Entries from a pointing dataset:
************

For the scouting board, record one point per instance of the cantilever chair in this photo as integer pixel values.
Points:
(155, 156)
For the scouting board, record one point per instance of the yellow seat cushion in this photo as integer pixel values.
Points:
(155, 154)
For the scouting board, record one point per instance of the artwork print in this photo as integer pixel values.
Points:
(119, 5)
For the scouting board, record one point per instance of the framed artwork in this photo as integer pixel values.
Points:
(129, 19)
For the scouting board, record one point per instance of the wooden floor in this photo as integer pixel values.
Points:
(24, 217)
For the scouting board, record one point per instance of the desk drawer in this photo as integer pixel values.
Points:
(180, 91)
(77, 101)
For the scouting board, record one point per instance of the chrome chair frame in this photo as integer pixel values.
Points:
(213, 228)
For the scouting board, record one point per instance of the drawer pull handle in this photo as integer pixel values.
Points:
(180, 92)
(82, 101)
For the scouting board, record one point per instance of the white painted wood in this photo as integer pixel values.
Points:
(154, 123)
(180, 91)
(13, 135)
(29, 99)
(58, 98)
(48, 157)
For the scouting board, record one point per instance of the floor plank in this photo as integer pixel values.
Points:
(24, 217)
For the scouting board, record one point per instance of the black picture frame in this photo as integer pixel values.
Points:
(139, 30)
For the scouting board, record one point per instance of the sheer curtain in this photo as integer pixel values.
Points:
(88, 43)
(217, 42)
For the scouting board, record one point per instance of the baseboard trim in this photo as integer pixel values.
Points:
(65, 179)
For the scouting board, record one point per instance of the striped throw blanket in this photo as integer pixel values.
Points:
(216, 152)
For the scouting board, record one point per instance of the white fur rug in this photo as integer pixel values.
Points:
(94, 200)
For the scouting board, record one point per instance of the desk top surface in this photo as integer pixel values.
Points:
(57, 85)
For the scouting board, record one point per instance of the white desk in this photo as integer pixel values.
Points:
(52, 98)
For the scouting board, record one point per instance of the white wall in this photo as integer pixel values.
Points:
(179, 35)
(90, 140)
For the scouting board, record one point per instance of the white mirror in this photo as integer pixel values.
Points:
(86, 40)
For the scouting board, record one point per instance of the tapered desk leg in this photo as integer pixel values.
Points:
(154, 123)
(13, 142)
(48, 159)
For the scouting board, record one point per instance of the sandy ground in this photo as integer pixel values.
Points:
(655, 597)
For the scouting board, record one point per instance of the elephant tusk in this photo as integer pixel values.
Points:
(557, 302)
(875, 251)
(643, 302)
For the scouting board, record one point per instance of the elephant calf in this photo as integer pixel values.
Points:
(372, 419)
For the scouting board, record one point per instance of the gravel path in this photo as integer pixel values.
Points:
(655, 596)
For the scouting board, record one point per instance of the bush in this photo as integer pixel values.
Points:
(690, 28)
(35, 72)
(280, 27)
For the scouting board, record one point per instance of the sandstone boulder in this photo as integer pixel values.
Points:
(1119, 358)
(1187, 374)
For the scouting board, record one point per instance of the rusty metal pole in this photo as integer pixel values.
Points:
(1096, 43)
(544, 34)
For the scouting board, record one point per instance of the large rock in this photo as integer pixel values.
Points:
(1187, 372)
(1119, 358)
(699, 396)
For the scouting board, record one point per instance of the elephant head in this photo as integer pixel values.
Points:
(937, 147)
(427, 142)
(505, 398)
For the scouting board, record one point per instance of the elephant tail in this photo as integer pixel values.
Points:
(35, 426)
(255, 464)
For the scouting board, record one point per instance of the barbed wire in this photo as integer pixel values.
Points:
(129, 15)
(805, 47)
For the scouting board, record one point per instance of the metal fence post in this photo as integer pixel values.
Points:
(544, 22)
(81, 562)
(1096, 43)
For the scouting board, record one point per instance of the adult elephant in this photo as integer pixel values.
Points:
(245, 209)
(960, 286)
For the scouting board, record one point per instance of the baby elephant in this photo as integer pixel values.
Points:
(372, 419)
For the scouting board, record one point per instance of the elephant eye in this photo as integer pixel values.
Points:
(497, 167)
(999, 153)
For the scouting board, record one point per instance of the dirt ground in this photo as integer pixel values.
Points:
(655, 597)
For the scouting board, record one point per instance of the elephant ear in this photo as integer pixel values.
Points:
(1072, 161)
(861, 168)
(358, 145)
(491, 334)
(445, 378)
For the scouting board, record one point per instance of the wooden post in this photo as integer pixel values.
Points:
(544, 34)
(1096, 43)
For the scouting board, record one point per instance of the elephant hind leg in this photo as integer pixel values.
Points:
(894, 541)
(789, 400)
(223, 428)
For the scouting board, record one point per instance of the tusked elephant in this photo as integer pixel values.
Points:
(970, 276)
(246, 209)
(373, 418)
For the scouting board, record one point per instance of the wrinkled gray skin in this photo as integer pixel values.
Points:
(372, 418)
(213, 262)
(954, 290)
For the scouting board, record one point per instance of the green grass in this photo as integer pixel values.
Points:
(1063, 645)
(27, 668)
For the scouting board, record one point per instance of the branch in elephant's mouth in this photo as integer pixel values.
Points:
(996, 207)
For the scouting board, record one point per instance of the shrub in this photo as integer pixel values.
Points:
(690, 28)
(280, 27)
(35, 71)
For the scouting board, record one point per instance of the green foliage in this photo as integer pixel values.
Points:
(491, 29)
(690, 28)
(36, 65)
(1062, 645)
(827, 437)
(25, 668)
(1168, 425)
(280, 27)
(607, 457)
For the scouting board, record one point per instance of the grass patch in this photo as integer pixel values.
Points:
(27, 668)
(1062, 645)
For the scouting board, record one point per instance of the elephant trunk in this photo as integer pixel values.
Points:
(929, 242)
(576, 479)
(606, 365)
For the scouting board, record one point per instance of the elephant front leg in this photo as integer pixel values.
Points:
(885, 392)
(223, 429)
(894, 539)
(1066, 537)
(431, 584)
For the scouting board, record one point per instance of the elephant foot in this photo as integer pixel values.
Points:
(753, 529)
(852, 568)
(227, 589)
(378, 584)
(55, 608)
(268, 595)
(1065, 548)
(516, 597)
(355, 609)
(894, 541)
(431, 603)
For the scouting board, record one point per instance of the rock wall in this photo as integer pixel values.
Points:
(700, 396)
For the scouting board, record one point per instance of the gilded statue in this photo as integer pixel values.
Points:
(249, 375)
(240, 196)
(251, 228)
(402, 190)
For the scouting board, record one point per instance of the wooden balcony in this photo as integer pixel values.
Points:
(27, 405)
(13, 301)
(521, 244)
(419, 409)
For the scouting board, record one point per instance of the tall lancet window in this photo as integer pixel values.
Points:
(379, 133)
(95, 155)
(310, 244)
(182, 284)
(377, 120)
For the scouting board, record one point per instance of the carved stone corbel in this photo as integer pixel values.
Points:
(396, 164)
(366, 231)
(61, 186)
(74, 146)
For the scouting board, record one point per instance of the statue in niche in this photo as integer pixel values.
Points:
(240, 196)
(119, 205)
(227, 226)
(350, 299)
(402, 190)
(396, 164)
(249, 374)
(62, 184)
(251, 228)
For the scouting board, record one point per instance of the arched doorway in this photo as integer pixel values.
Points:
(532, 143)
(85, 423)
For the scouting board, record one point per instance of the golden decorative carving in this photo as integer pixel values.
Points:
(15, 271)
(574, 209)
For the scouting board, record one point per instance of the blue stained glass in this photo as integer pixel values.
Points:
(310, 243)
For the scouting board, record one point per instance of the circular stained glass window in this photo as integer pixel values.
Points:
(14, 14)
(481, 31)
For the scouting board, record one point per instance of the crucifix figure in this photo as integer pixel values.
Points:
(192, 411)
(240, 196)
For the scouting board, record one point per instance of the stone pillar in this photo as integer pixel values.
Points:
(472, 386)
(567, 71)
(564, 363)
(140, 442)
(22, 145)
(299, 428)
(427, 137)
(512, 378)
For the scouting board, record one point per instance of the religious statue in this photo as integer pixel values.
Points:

************

TASK PROMPT:
Rewrite the data from the line containing "bush in this photo as integer pixel values." down to the line containing "(1187, 374)", both ends included, as a Markdown table with the columns Row and Text. Number each line in order and leave out any blank lines.

COMPLETED EXERCISE:
| Row | Text |
|---|---|
| 1 | For the scouting board, record one point per instance of the bush in this photo as integer pixel values. |
| 2 | Points: |
| 3 | (690, 28) |
| 4 | (35, 72) |
| 5 | (280, 27) |
| 6 | For the scouting board, record one point per instance of the sandstone boulder in this photo as integer pixel values. |
| 7 | Points: |
| 8 | (1119, 358) |
| 9 | (1187, 374) |